TEXT PASSAGE:
• • • • •

On Sun, 28 Jul 2002 12:48:27 -0600 bob@proulx.com (Bob Proulx) wrote:

Man, you're a tough customer :)

> Carlos Sousa wrote:
> > ...
> > SENDMAIL=/usr/sbin/sendmail   <--------- check your MTA
> 
> You should not have to set SENDMAIL.  When procmail was compiled and
> installed it should have a good setting for this variable by default.

Yes, but Debian is notoriously pro-Exim, and I don't know beforehand
what the procmail package maintainer decided to put in the variable.
This way, I make sure sendmail will be the called MTA.

> ...  Because if you supply your own you also need to keep track
> of this if it is on an old /usr/lib/sendmail or a new /usr/sbin
> version or if elsewhere.

You have a point here. The start of my .procmailrc now reads:

   PATH=$HOME/bin:/usr/bin:/bin:/usr/local/bin
   SENDMAIL=sendmail

which transfers responsibility for finding sendmail to the PATH
mechanism, which should always work in a well-configured system anyway.

• • • • •

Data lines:
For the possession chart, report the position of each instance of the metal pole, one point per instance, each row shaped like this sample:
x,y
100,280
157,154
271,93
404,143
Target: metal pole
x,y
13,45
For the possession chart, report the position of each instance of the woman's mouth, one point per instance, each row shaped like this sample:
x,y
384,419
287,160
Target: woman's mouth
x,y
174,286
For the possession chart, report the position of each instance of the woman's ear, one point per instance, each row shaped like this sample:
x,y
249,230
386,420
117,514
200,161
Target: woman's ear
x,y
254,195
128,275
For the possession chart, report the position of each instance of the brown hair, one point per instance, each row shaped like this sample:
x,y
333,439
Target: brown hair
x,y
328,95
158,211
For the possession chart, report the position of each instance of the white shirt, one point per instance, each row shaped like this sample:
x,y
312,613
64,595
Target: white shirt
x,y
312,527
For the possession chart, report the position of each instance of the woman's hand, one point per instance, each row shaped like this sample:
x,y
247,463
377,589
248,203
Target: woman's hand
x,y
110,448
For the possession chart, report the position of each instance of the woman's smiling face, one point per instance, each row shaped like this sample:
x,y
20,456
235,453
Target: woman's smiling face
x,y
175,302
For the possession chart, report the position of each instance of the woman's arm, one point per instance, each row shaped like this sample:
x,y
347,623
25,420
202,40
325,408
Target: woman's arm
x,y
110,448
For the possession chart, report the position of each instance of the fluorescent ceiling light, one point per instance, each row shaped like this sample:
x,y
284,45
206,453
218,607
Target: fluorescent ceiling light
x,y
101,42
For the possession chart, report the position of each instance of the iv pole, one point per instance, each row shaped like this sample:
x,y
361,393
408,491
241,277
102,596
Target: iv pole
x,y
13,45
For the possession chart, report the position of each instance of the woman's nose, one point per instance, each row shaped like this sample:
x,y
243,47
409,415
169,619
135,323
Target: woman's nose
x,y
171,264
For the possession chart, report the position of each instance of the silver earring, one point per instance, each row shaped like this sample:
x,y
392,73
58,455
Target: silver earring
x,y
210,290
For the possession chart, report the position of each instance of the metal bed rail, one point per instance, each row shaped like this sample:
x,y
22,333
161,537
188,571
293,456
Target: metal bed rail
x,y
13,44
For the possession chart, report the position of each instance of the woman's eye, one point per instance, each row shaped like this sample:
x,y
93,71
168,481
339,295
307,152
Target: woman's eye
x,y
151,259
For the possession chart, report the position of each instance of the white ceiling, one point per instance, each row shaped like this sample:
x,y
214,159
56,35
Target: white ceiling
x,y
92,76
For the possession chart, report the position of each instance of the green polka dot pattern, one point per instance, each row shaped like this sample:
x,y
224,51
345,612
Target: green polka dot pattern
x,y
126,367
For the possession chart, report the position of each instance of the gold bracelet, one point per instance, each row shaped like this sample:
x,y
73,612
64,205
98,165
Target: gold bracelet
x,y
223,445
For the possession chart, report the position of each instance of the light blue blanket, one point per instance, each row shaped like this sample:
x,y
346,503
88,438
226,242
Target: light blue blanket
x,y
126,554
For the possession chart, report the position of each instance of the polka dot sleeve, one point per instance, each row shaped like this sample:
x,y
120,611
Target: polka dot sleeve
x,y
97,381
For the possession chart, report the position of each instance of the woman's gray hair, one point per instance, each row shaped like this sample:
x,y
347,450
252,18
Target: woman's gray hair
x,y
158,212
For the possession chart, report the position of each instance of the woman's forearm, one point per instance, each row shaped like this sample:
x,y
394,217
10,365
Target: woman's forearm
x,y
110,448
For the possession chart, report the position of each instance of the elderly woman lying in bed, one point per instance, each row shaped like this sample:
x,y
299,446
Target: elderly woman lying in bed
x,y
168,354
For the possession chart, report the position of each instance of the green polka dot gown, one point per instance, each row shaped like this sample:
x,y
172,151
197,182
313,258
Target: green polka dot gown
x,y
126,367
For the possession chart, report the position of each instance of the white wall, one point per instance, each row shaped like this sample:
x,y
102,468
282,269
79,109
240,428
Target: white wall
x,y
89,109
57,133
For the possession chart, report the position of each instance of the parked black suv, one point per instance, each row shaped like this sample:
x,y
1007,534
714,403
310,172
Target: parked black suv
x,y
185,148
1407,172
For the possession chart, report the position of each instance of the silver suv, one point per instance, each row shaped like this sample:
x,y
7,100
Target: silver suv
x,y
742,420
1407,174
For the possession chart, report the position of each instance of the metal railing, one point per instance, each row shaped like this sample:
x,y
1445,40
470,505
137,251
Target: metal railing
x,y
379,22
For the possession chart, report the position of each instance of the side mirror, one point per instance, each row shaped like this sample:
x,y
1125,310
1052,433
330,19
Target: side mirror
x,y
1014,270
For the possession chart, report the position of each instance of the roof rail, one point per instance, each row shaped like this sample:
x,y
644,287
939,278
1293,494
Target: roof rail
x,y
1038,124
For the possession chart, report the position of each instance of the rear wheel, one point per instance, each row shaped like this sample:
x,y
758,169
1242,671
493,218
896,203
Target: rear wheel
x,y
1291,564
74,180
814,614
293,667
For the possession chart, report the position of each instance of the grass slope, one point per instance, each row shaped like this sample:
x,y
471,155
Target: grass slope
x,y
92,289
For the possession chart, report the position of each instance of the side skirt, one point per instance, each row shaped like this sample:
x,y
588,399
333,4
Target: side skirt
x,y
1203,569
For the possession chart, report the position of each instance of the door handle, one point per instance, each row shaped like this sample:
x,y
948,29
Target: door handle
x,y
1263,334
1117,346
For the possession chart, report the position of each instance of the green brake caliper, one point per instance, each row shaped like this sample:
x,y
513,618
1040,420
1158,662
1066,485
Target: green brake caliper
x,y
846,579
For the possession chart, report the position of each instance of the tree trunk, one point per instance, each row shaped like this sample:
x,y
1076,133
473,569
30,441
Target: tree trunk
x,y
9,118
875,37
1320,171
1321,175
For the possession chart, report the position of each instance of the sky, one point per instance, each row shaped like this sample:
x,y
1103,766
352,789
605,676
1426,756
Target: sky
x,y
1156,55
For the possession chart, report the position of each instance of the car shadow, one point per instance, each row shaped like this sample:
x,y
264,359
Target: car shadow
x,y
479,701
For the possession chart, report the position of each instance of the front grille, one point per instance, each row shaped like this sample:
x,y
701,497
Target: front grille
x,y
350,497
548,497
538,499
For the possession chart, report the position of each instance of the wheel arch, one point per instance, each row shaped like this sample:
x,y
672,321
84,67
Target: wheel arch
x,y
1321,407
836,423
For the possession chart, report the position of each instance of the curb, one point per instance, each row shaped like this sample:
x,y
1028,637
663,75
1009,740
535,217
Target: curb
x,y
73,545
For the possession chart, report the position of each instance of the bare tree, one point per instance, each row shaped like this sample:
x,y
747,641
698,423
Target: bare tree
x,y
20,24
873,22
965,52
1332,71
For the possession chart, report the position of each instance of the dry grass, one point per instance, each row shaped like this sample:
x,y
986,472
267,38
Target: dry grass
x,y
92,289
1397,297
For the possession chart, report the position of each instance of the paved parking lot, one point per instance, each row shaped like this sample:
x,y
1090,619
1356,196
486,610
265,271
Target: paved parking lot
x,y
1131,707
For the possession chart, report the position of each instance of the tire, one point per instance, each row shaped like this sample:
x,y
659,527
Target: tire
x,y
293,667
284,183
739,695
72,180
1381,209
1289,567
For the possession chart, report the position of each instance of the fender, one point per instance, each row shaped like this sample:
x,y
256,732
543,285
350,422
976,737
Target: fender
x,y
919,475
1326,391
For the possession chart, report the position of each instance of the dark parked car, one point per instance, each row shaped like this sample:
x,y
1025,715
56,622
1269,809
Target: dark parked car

• • • • •

DIRECTIVES:
• A. In the procmail email, what value does the start of the writer's .procmailrc now give to SENDMAIL?
• B. Extend the procmail email with a few more lines in the same voice, starting right after its last sentence.
The rows have no connection to the procmail email.

ANSWERS BELOW:
• A. SENDMAIL is set to sendmail.

• B.
> >    :0 Hcw                <--------- ":0 Hbcw" to ...
> >    * ^To: echo@.*        <--------- check your specific case
> >    | cat > $ECHOTMP
> 
> :0 Hcw:

You are right, of course. But I didn't add the lock because I tried to
implement your suggestion (below) about allowing simultaneous procmail
processing.

> >   :0 acw
> >   * !^FROM_DAEMON
> > ...
> > 	 cat $ECHOTMP ) | $SENDMAIL -t
> 
> try to avoid the lock to allow simutaneous processing by setting up a
> { } subgrouping subshell, using a unique temporary file with $$ and
> then set up a procmail TRAP to clean up the temporary file.

I changed ECHOTMP to: 

   ECHOTMP=/tmp/echo-reply.$$

and, above the last snippet of code quoted above, I added the line:

   TRAP="rm -f $ECHOTMP"

Though the manpages aren't very clear on this, I believe procmail is
called once per mail message, so ECHOTMP will always be unique for all
messages processed (so no locks needed, and no subshell worries). The
TRAP keyword takes care of the cleaning up.

This seems to work. I just tried two email messages sent in quick
succession from my MUA outbound queue, and checked that the tmp files
had indeed different names and were erased at the end.

Thanks for the help.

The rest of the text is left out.